Records excerpted from a collection:
*** Block opens ***
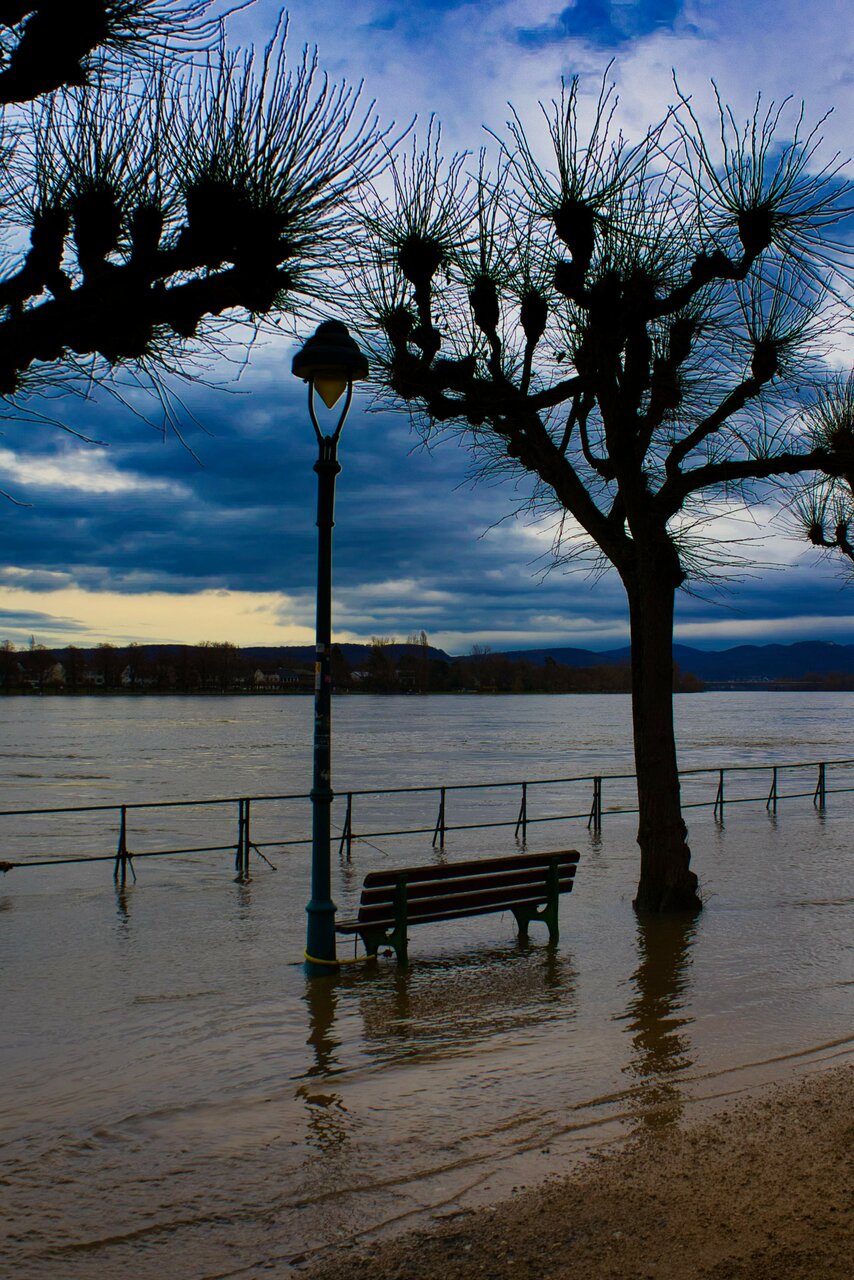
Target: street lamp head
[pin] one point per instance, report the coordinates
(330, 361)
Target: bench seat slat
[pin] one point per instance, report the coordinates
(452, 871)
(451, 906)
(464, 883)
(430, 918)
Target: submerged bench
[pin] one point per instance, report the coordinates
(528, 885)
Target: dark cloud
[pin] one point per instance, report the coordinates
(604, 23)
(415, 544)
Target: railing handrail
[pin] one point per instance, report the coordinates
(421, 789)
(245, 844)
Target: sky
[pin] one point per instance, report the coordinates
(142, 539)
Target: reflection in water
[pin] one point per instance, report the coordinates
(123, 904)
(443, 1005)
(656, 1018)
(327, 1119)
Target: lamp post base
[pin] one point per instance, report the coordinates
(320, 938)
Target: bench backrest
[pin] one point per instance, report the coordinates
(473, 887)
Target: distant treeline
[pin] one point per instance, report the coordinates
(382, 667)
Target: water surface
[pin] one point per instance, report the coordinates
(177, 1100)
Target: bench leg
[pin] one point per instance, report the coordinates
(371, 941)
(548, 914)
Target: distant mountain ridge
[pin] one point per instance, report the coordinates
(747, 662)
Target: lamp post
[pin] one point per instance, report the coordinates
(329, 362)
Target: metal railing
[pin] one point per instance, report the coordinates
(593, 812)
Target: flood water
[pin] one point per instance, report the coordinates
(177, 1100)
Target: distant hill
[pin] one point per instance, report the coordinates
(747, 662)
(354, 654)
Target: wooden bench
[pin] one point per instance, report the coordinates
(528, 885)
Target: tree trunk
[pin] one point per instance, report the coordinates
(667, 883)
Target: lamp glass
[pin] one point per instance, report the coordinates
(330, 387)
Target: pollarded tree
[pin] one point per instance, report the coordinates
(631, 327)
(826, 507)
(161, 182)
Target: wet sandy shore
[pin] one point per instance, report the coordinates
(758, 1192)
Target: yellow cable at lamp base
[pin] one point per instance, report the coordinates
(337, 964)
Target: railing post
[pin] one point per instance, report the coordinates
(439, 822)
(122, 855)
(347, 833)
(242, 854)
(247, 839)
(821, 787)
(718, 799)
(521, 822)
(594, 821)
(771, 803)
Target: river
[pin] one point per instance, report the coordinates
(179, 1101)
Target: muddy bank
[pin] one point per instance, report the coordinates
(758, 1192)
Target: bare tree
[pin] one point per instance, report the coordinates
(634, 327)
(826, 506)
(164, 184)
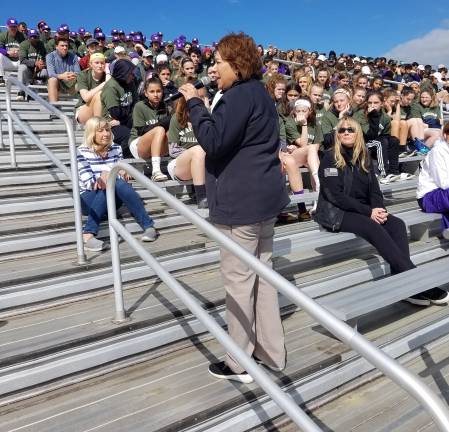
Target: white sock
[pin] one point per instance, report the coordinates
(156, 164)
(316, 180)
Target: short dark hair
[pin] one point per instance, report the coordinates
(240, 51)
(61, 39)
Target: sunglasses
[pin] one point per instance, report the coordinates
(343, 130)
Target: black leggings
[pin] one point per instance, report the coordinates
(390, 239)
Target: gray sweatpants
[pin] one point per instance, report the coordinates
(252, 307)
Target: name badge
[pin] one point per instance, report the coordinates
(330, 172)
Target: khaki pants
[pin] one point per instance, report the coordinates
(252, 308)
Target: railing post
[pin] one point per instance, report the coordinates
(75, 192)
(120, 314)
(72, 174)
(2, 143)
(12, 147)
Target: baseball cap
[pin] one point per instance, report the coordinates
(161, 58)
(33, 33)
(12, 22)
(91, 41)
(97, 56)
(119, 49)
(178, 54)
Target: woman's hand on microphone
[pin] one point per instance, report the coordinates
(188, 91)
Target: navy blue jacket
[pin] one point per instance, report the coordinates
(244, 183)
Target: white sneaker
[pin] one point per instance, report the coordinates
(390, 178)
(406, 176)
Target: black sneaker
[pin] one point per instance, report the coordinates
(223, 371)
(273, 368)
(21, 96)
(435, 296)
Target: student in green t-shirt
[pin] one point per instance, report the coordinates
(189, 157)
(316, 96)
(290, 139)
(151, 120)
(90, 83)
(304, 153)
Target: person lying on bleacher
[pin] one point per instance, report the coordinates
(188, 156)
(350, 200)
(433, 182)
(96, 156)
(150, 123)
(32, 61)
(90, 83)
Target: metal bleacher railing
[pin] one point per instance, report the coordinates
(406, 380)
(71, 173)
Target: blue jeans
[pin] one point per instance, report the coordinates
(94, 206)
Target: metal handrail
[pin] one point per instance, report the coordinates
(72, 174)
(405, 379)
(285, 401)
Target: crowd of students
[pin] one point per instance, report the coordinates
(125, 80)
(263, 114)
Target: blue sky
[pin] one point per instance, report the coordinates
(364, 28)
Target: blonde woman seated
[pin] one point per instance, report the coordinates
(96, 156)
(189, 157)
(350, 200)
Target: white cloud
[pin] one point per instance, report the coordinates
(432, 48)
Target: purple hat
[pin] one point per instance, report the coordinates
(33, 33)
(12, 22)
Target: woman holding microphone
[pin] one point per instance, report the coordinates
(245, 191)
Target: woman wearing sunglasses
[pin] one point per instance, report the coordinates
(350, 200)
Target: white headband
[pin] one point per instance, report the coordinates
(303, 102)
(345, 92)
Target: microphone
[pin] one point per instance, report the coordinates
*** Block closes ***
**What needs to be done:** What the answer needs is every record above, exactly as written, and no pictures.

**Response:**
Target: street lamp head
[pin] one point per instance, report the coordinates
(330, 361)
Target: bench seat slat
[pin] one point per instance, report the coordinates
(452, 871)
(451, 906)
(464, 883)
(430, 918)
Target: submerged bench
[pin] one point per instance, report the coordinates
(528, 885)
Target: dark cloud
[pin] one point per instance, report the coordinates
(604, 23)
(415, 544)
Target: railing handrail
[pin] one point per instance, report the coordinates
(421, 789)
(245, 844)
Target: sky
[pin] one point per instance, report the coordinates
(142, 539)
Target: reflection in water
[pin] one point per instance, report the coordinates
(123, 904)
(443, 1005)
(656, 1018)
(327, 1119)
Target: lamp post base
[pin] one point per instance, report the coordinates
(320, 938)
Target: bench backrest
[pin] one point per instance, report the coordinates
(473, 887)
Target: distant treeline
[pin] one point per instance, report the coordinates
(382, 667)
Target: water surface
[pin] one point per instance, report the coordinates
(177, 1100)
Target: bench leg
[pin] one point per instance, report the coordinates
(371, 941)
(548, 914)
Target: distant mountain ridge
[pin] one point per instance, report the coordinates
(747, 662)
Target: lamp post
[pin] one point per instance, report the coordinates
(329, 362)
Target: metal railing
[pin] one point per instance, report the coordinates
(593, 812)
Target: flood water
[pin] one point per instance, report the coordinates
(177, 1100)
Target: distant hill
[pin] one point per instance, report the coordinates
(747, 662)
(354, 654)
Target: wooden bench
[pin] one point per instance, report the coordinates
(528, 885)
Target: tree trunk
[pin] one point per instance, report the coordinates
(667, 883)
Target: lamp glass
[pin] one point per instance, report the coordinates
(330, 387)
Target: pollarded tree
[pin] one point per instance, report the coordinates
(631, 327)
(826, 507)
(161, 182)
Target: wet sandy shore
[pin] one point per instance, report the coordinates
(758, 1192)
Target: yellow cable at lamp base
[pin] one point per instance, report the coordinates
(337, 964)
Target: railing post
[pin] one point per instance, report the coordinates
(439, 822)
(122, 855)
(347, 833)
(242, 854)
(247, 839)
(821, 787)
(718, 799)
(521, 822)
(594, 821)
(771, 803)
Target: river
[pin] one point per instance, report the coordinates
(179, 1101)
Target: muddy bank
[pin] one point per instance, report the coordinates
(758, 1192)
Target: bare tree
[pin] one point per instance, report the coordinates
(634, 327)
(826, 506)
(164, 184)
Target: white sock
[pin] one point per instance, report the coordinates
(156, 164)
(316, 180)
Target: short dark hair
[pin] one point per instance, report the coordinates
(240, 51)
(61, 39)
Target: sunglasses
[pin] one point per instance, report the coordinates
(343, 130)
Target: black leggings
[pin] one point per instance, report the coordinates
(390, 239)
Target: gray sweatpants
[pin] one point per instance, report the coordinates
(252, 307)
Target: name badge
[pin] one point per instance, report the coordinates
(330, 172)
Target: khaki pants
[pin] one point per instance, report the coordinates
(252, 308)
Target: railing post
[pin] one point per instance, report the coordinates
(75, 192)
(120, 314)
(72, 174)
(2, 143)
(12, 147)
Target: baseball cap
[pin] one point per instance, report the coordinates
(161, 58)
(33, 33)
(12, 22)
(91, 41)
(97, 56)
(119, 49)
(178, 54)
Target: woman's hand on microphone
[pin] one point per instance, report the coordinates
(188, 91)
Target: navy blue jacket
[pin] one point per instance, report the coordinates
(244, 183)
Target: white sneaker
[pin] one point per instance, report the coordinates
(390, 178)
(406, 176)
Target: black sneaker
[pin] one point per instance, report the coordinates
(223, 371)
(273, 368)
(21, 96)
(435, 296)
Target: student in green t-shirt
[pin] one point per instance, report the coordinates
(189, 157)
(316, 96)
(290, 139)
(151, 120)
(90, 83)
(304, 153)
Target: person lying on bleacher
[pin] one point per instance, report the coordinates
(188, 156)
(350, 200)
(433, 182)
(96, 156)
(150, 123)
(32, 61)
(90, 83)
Target: metal bleacher railing
[pin] one point per instance, report the coordinates
(406, 380)
(71, 173)
Target: blue jeans
[pin] one point per instance, report the coordinates
(94, 206)
Target: metal handrail
[pin] one point per instance, report the coordinates
(72, 174)
(405, 379)
(285, 401)
Target: crowd of students
[pin] one point per instance, report the coordinates
(125, 80)
(263, 114)
Target: blue sky
[pin] one point per instance, report the coordinates
(364, 28)
Target: blonde woman seated
[pin] one point per instance, report the coordinates
(96, 156)
(189, 157)
(350, 200)
Target: white cloud
[pin] one point per instance, report the coordinates
(432, 48)
Target: purple hat
[pin] one point per instance, report the coordinates
(33, 33)
(12, 22)
Target: woman holding microphone
[pin] one point per instance, report the coordinates
(245, 191)
Target: woman wearing sunglasses
[pin] one point per instance, report the coordinates
(350, 200)
Target: white headband
[pin] one point per instance, report the coordinates
(303, 102)
(345, 92)
Target: microphone
[pin] one point per instance, report the coordinates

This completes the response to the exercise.